Short task ▸
Resume the forum thread about pedal spanners and bike bags for a flight from the point where it stops, ahead of the material that follows it.

Document extract ▸
::::::::

# Pedal spanner & 2 cycle bags for flight



## lozcs (16 Apr 2012)

Need to take pedals off for flight next month, bought a pedal spanner online it arrived and it's MAHOOSIVE! about 12 inches long and weighs about a pound!! ;-) Don't fancy dragging that across France.

Anyone got a lightweight pedal spanner for sale? Or point me in the right direction to find a small light one?

Also anyone got a couple of cycle bags for putting bike on a plane?

TIA


----------



## Edge705 (17 Apr 2012)

Whats wrong with a 15mm spanner have you not got one of these? If you need leverage you can compromise but I use a 15mm spanner all the time


----------



## lozcs (17 Apr 2012)

Haven't got anything - worried about standard 15mm spanner not fitting between gap...


----------



## lozcs (18 Apr 2012)

No allen key fitting....


----------



## robgul (18 Apr 2012)

lozcs said:


> Haven't got anything - worried about standard 15mm spanner not fitting between gap...


Halfords have (had) some 2thinner" 15mm spanners (their own brand I think) - worth a look, take the bike in to the shop and try the spanner.

Rob


----------



## lozcs (18 Apr 2012)

::::::::

Provided material ▸
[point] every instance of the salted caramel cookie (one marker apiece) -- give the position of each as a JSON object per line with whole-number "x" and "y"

::::::::

The output ▸
ta


----------



## Psycolist (18 Apr 2012)

I'd be very surprised if you wer'nt able to pick up a 15mm spanner at your local boot market


----------



## lozcs (20 Apr 2012)

Thanks all, think have one sorted, friend has tiny spanner, fits his pedals just need to check it on mine...


----------



## jay clock (20 Apr 2012)

Re the bags, for touring I use these http://www.bikeadventures.co.uk/shop.html

Full notes on my travelling by plane esacapades are here http://dl.dropbox.com/u/10404889/bike plane bag.pdf


----------



## jay clock (20 Apr 2012)

Re the pedal spanner, check they are not seized a day or two before going. Add a bit of grease to the threads. Do not do up excessively tightly, Check them a day or two before coming home so you can go to a bike shop if needed


----------



## jay clock (20 Apr 2012)

1815458 said:


> Sound advice this.


Read between the lines "a cycle tourist who has cocked this up in the past!" My very first tour I was down the bike shop at 5.29pm the day I went getting them loosened!


----------



## lozcs (21 Apr 2012)

Thanks for the advice, friends spanner fits perfect and also if the home made bags my friend has proposed to make are not suitable then that link to bike adventures is perfect, thanks Jay.


----------



## lozcs (4 May 2012)

jay clock said:


> Re the bags, for touring I use these http://www.bikeadventures.co.uk/shop.html


 
Bought 2 today, and hopefully delivered to France OK!

Thanks


----------



## jay clock (4 May 2012)

Bon voyage!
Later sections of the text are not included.